Segment Open

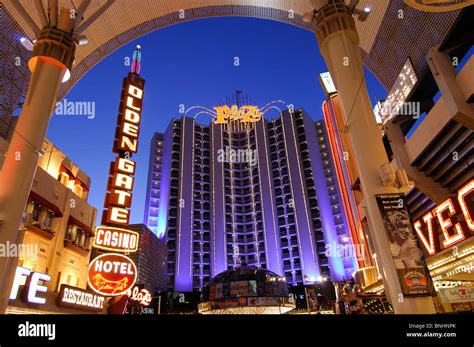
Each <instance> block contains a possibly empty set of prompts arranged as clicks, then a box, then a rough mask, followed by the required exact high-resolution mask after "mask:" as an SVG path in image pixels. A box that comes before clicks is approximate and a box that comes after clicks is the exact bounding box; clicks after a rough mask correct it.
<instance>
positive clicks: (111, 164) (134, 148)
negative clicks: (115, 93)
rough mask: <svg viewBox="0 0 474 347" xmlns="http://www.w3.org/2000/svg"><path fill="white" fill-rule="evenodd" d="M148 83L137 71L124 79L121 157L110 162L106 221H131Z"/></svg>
mask: <svg viewBox="0 0 474 347" xmlns="http://www.w3.org/2000/svg"><path fill="white" fill-rule="evenodd" d="M144 84H145V80H144V79H142V78H141V77H140V76H138V75H136V74H133V73H129V74H128V76H127V77H126V78H125V79H124V81H123V85H122V95H121V101H120V108H119V110H120V111H119V116H118V119H117V128H116V131H115V140H114V148H113V152H114V153H116V154H118V157H117V159H116V160H115V162H113V163H112V164H111V166H110V176H109V180H108V184H107V195H106V198H105V202H104V207H105V210H104V213H103V215H102V224H109V223H110V224H119V225H128V223H129V221H130V206H131V204H132V190H133V183H134V174H135V166H136V165H135V162H134V161H133V160H131V159H130V158H131V156H132V153H136V152H137V150H138V135H139V133H140V123H141V111H142V102H143V88H144Z"/></svg>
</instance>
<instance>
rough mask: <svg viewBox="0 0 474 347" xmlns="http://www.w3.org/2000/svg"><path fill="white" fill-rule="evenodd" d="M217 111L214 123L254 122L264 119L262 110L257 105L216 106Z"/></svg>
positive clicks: (223, 123)
mask: <svg viewBox="0 0 474 347" xmlns="http://www.w3.org/2000/svg"><path fill="white" fill-rule="evenodd" d="M214 109H215V110H216V112H217V117H216V119H215V120H214V124H227V123H229V122H232V121H235V120H237V121H239V122H242V123H254V122H258V121H259V120H260V119H262V112H260V109H259V108H258V107H257V106H248V105H246V106H242V107H240V108H239V107H238V106H237V105H233V106H232V107H231V108H229V106H227V105H224V106H217V107H214Z"/></svg>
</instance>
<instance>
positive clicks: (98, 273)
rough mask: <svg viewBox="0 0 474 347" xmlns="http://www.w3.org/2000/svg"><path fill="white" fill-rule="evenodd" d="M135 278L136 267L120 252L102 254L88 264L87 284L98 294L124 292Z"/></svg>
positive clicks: (134, 281)
mask: <svg viewBox="0 0 474 347" xmlns="http://www.w3.org/2000/svg"><path fill="white" fill-rule="evenodd" d="M136 280H137V267H136V266H135V264H134V263H133V261H132V260H131V259H130V258H128V257H126V256H124V255H121V254H114V253H109V254H103V255H101V256H98V257H97V258H95V259H94V260H93V261H92V262H91V263H90V265H89V286H90V287H91V288H92V290H93V291H94V292H96V293H98V294H101V295H106V296H117V295H122V294H126V293H127V292H128V290H129V289H131V288H132V287H133V285H134V284H135V282H136Z"/></svg>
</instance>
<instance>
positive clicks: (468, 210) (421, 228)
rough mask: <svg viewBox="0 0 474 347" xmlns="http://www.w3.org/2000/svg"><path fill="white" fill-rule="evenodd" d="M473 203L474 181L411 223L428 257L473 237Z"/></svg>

Segment Closed

**PROBLEM STATEMENT:**
Print the entire listing above verbatim, omitting the pictures.

**THE COMPLETED TASK:**
Each <instance> block contains a possibly empty set of prompts arranged as clicks, then a box, then a rough mask, followed by the required exact high-resolution mask after "mask:" as an SVG path in image pixels. A box that comes before clicks is approximate and a box that comes after clicks is the exact bounding box; clicks after a rough mask correct it.
<instance>
positive clicks: (111, 164) (134, 148)
negative clicks: (115, 93)
rough mask: <svg viewBox="0 0 474 347" xmlns="http://www.w3.org/2000/svg"><path fill="white" fill-rule="evenodd" d="M148 83L137 71L124 79L121 157L110 162L106 221H131Z"/></svg>
mask: <svg viewBox="0 0 474 347" xmlns="http://www.w3.org/2000/svg"><path fill="white" fill-rule="evenodd" d="M144 84H145V80H144V79H142V78H141V77H140V76H138V75H136V74H133V73H129V74H128V76H127V77H126V78H125V79H124V81H123V85H122V95H121V101H120V108H119V110H120V111H119V116H118V119H117V128H116V131H115V140H114V148H113V152H114V153H116V154H118V157H117V159H116V160H115V162H113V163H112V164H111V166H110V176H109V180H108V184H107V195H106V198H105V202H104V207H105V210H104V213H103V215H102V224H109V223H110V224H119V225H128V223H129V221H130V206H131V204H132V190H133V183H134V174H135V166H136V165H135V162H134V161H133V160H131V159H130V158H131V156H132V153H136V152H137V150H138V135H139V133H140V123H141V111H142V102H143V88H144Z"/></svg>
</instance>
<instance>
rough mask: <svg viewBox="0 0 474 347" xmlns="http://www.w3.org/2000/svg"><path fill="white" fill-rule="evenodd" d="M217 111L214 123L254 122L264 119L262 110L257 105L216 106Z"/></svg>
positive clicks: (223, 123)
mask: <svg viewBox="0 0 474 347" xmlns="http://www.w3.org/2000/svg"><path fill="white" fill-rule="evenodd" d="M214 109H215V110H216V112H217V117H216V119H215V120H214V124H227V123H229V122H232V121H235V120H237V121H239V122H242V123H254V122H258V121H259V120H260V119H262V112H260V109H259V108H258V107H257V106H248V105H246V106H242V107H240V108H239V107H238V106H237V105H233V106H232V107H231V108H229V106H227V105H224V106H217V107H214Z"/></svg>
</instance>
<instance>
positive clicks: (98, 273)
rough mask: <svg viewBox="0 0 474 347" xmlns="http://www.w3.org/2000/svg"><path fill="white" fill-rule="evenodd" d="M135 278L136 267L120 252L102 254L88 264L87 284L98 294L124 292Z"/></svg>
positive clicks: (134, 281)
mask: <svg viewBox="0 0 474 347" xmlns="http://www.w3.org/2000/svg"><path fill="white" fill-rule="evenodd" d="M136 280H137V267H136V266H135V264H134V263H133V261H132V260H131V259H130V258H128V257H126V256H124V255H121V254H114V253H109V254H103V255H101V256H98V257H97V258H95V259H94V260H93V261H92V262H91V263H90V265H89V286H90V287H91V288H92V290H93V291H94V292H96V293H98V294H101V295H106V296H117V295H122V294H126V293H127V292H128V290H129V289H131V288H132V287H133V285H134V284H135V282H136Z"/></svg>
</instance>
<instance>
positive clicks: (468, 210) (421, 228)
rough mask: <svg viewBox="0 0 474 347" xmlns="http://www.w3.org/2000/svg"><path fill="white" fill-rule="evenodd" d="M473 203L474 181L411 223L428 257L473 237Z"/></svg>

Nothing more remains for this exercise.